Passage to read:
□ □ □ □
Gasification

Technology

Technology details
Name:	Gasification
Category:	Conversion (Thermochemical processes and technologies)
Feedstock:	Garden and Park waste (lignocellulosic biomass, dry organic fraction of municipal solid waste)
Product:	Producer gas, Syngas

Gasification is the conversion of a solid or liquid organic compound in a gas phase and a solid phase. The gas phase, usually called 'syngas' or 'producer gas', has a high heating power and can be used for power generation or biofuel production. The solid phase, called char, includes the organic unconverted fraction and the inert material present in the treated feedstock. The syngas produced is a gas mixture of carbon monoxide (CO), hydrogen (H₂), methane (CH₄), and carbon dioxide (CO₂), as well as light hydrocarbons, such as ethane and propane, and heavier hydrocarbons, such as tars. Undesirable gases, such as sulphidric (H₂S) and chloridric acid (HCl), or inert gases, such as nitrogen (N₂), can be present in the syngas. Conversion of organic material is achieved by exposing the feedstock to high temperatures, typically 700°C - 1100°C in the presence of a gasifying agent. The gasifying agents used are air, oxygen, steam or a mixture thereof.
□ □ □ □
Stored data:

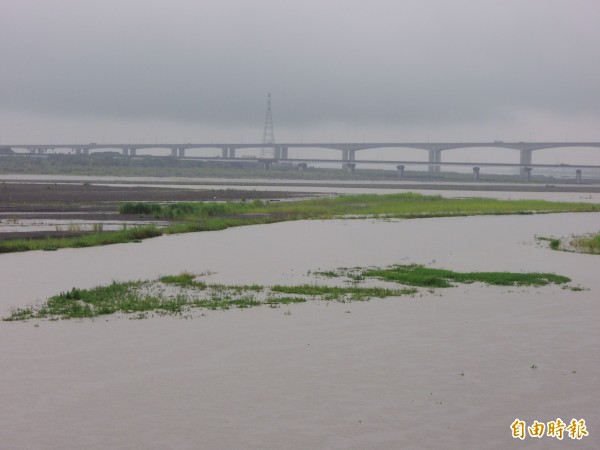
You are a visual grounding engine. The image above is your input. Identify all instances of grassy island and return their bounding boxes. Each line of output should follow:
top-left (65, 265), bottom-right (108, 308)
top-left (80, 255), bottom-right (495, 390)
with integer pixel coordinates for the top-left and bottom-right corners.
top-left (0, 193), bottom-right (600, 253)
□ □ □ □
Aim 1: Please transcribe the gasification text from "Technology details" to "municipal solid waste)".
Aim 2: Decide whether each statement agrees with the gasification text, answering yes or no and quoting the words that settle it: (a) char includes the inert material in the treated feedstock; (b) gasification typically runs at 300°C to 500°C; (c) steam is one of the gasifying agents.

Exercise output 1:
Technology details
Name:	Gasification
Category:	Conversion (Thermochemical processes and technologies)
Feedstock:	Garden and Park waste (lignocellulosic biomass, dry organic fraction of municipal solid waste)

Exercise output 2:
(a) Yes: "The solid phase, called char, includes the organic unconverted fraction and the inert material present in the treated feedstock."
(b) No: "typically 700°C - 1100°C in the presence of a gasifying agent."
(c) Yes: "The gasifying agents used are air, oxygen, steam or a mixture thereof."